→ What to produce
Please write out the lines below, from the line containing "The response should indicate, for every instance of the woman's" through the end of the items, both ends included. Keep every character unchanged.

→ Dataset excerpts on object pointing
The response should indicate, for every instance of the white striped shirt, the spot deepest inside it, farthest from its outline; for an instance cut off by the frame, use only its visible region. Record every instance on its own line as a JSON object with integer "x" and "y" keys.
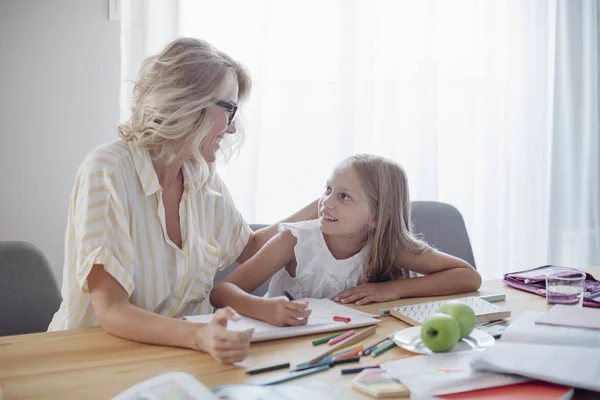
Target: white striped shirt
{"x": 117, "y": 219}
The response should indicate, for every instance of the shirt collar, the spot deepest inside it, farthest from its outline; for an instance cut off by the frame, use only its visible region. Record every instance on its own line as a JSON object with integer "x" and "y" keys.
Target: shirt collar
{"x": 145, "y": 169}
{"x": 192, "y": 174}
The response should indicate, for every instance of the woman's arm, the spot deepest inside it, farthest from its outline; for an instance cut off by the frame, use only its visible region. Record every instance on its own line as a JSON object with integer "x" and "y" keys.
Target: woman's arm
{"x": 119, "y": 317}
{"x": 234, "y": 290}
{"x": 259, "y": 238}
{"x": 443, "y": 275}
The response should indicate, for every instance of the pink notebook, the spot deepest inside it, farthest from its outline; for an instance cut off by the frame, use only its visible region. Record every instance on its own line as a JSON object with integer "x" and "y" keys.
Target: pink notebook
{"x": 578, "y": 317}
{"x": 534, "y": 281}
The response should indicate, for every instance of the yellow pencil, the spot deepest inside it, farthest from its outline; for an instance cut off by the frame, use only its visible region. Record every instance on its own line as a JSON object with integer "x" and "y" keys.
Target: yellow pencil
{"x": 345, "y": 349}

→ Response
The response should indicate, for every instance of the woman's arm, the spot deepest inside it, farthest from its outline; for an instance cut off by the frame, use only its visible region. Record every instance on its own line as a JSON object with integer "x" and "y" keys.
Target: woman's arm
{"x": 119, "y": 317}
{"x": 234, "y": 290}
{"x": 259, "y": 238}
{"x": 443, "y": 275}
The response should indicate, for every instance of the pink notebook, the spot deepest inside it, farthest from its outline; for an instance cut off by the frame, use only its visible region. Record every instance on its own line as a JSON object with integer "x" and "y" keys.
Target: pink notebook
{"x": 578, "y": 317}
{"x": 534, "y": 281}
The response should indicate, for every instance of the yellow pencil, the spot deepest inside it, farthest from its outline; for an instance cut off by the frame, use only its visible region. Record every instance on its own line as a JSON object with integer "x" and "y" keys.
Target: yellow pencil
{"x": 345, "y": 349}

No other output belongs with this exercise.